Social Justice Campaigner. Business and Education Consultant. Former Business/ESL Teacher. Lived in China and USA. Dealing with disability. My articles have been cited in New York Times, BBC, Fox News, Aljazeera, Philippines Star, South China Morning Post, National Interest, news.com.au, Wikipedia and many other international publications.

Discussion

3 thoughts on “Centrelink staff need to learn some manners

  1. The change of culture was obviously deliberate in picking people who acted more as a police than a social welfare assistant. It started with the Howard government and continued since then with the latest government being the worse .
    I saw a TV report last night on homelessness which is hitting especially women , another example of our cynical society and the poor future prospect for some in the need. Centre link definitely needs a total recycling of people . I know some ex employees who lost their jobs years ago and they are still talking about how the culture changed and that they could not bare it and had to leave.

    Posted by Philippe | January 17, 2023, 06:54
    • Hi Philippe:

      I watched UNDER COVER as well – the one narrated by Margot Robbie – which showed several houseless women in different situations – the majority over 50 or 55.

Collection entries
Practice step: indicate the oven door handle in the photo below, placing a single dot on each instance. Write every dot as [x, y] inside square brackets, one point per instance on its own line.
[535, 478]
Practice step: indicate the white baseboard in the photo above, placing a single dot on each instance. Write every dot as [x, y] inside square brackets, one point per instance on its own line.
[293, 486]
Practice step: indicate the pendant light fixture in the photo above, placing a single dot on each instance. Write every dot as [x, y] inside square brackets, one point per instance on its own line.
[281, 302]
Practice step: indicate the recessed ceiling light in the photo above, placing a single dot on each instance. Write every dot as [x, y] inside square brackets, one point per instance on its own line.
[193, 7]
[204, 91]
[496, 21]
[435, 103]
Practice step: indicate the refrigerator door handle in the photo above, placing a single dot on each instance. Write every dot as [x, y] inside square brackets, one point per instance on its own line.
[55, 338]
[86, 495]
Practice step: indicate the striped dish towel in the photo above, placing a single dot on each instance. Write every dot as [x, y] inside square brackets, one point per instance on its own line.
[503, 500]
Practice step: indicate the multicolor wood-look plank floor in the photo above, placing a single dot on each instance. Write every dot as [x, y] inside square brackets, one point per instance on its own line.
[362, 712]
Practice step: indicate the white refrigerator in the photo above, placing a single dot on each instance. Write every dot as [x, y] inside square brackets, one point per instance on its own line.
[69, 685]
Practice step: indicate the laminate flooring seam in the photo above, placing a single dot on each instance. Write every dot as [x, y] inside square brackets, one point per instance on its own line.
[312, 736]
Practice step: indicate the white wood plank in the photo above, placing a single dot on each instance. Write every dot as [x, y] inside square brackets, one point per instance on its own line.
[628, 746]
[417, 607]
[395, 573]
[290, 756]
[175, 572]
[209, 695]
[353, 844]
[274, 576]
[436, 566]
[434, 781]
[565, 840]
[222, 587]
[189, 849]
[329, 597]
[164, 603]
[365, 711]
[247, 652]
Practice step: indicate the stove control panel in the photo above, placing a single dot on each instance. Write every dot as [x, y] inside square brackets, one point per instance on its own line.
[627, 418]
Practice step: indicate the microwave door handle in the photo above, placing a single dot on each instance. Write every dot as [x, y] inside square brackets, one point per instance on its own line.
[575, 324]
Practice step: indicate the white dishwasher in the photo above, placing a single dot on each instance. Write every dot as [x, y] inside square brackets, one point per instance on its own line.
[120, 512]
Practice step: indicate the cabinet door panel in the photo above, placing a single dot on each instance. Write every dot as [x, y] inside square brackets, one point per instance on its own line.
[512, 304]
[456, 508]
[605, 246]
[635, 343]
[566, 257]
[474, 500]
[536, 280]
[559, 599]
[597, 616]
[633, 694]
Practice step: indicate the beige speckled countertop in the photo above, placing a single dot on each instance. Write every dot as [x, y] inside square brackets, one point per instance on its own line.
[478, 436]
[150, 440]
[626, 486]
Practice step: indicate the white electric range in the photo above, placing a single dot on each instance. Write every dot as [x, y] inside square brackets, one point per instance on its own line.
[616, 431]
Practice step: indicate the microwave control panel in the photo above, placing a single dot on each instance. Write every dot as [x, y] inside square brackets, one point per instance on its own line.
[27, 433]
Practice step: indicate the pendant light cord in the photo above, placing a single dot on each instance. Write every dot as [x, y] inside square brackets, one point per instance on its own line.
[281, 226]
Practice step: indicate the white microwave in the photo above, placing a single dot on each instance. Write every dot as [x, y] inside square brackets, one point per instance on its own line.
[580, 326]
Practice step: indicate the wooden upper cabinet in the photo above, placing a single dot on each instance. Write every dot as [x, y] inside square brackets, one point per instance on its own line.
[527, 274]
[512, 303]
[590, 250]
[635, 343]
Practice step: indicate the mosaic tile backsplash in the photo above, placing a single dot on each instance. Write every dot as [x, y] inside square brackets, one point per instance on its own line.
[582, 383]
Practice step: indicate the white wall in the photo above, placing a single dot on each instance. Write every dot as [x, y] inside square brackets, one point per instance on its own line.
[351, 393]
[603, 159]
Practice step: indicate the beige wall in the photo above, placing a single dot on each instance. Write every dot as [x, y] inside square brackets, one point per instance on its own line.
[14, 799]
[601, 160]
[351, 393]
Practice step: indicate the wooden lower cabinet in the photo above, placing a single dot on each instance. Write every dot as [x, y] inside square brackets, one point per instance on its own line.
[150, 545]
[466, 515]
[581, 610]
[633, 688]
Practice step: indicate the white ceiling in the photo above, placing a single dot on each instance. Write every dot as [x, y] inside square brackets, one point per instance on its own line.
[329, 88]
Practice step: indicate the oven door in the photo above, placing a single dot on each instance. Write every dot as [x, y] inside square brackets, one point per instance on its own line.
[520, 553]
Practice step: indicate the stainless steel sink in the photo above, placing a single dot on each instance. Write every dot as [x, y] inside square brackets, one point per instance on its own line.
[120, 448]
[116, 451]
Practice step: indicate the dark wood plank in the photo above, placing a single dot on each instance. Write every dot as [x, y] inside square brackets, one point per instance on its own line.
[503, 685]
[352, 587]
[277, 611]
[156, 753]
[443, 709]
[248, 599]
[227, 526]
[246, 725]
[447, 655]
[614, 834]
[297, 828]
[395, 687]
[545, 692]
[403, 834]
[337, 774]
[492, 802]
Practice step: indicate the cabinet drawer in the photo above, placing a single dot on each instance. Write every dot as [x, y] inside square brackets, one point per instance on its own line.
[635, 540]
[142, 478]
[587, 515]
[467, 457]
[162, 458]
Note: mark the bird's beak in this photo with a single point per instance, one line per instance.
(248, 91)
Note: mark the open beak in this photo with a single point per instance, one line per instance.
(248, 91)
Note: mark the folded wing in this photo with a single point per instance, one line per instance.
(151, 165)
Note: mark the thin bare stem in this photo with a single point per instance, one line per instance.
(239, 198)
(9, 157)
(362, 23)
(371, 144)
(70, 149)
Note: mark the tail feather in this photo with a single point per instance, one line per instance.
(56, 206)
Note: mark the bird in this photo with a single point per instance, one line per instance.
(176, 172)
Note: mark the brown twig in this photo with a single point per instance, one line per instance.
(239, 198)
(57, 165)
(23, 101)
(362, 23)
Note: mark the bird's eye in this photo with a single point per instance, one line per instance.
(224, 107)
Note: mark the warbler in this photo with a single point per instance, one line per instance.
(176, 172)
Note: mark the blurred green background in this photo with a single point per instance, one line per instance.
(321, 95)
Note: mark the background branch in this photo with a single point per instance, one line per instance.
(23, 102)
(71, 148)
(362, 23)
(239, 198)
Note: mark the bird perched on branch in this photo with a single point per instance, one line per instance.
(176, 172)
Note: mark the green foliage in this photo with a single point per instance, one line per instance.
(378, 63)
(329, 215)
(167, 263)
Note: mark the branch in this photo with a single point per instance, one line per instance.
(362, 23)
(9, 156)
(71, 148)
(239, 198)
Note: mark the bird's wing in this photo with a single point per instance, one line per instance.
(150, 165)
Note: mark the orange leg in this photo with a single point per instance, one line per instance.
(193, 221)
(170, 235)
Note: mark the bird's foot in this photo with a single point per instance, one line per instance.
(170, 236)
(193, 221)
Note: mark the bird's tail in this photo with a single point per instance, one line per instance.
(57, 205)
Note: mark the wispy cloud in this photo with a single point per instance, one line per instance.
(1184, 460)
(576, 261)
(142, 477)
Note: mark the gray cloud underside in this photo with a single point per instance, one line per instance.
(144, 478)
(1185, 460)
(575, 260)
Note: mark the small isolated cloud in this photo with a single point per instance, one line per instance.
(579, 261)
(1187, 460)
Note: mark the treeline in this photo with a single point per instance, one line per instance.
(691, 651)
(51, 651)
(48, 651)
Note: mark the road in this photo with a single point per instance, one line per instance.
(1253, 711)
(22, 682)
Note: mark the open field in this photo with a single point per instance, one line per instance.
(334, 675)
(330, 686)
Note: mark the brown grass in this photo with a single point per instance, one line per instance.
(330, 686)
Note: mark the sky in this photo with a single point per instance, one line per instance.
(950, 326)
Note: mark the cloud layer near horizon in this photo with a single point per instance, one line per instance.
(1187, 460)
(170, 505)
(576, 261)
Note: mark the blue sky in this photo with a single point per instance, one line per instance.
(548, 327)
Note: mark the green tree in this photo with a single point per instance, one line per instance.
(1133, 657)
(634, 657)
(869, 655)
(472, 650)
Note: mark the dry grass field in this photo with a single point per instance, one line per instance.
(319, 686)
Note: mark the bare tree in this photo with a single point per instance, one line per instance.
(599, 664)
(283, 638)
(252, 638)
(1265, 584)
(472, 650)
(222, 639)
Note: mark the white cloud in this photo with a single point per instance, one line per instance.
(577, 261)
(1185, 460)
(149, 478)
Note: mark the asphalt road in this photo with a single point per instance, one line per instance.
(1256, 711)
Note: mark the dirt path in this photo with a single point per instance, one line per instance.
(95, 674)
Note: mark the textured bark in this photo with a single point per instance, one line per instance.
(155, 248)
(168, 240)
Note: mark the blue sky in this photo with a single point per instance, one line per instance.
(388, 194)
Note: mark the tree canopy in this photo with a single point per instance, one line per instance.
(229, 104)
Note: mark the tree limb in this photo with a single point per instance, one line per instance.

**Problems to solve**
[1] According to the Centrelink comment thread, with which government did the change of culture start?
[2] Please extend the Centrelink comment thread, picking up right after its final sentence.

**Task answers**
[1] The Howard government.

[2]
      The women who might have worked for CES/Job Network/Centrelink rather than needing it.

      The culture has become much more neoliberal.

      The latest government being Albanese’s Government? Or Morrison’s?

      Posted by Adelaide Dupont | January 18, 2023, 10:39
  2. Serco and datacom both hold contracts for Centrelink call centres. I worked in a datacom call centre and in the 6 months I worked there, my physical and mental health suffered enormously. Not from dealing with customers, but from dealing with other workers and managers.

    Staff are treated appallingly, training is minimal and not focused on meeting customers needs. Staff are paid the bare minimum and put under immense pressure. Bullying is rife from many team leaders.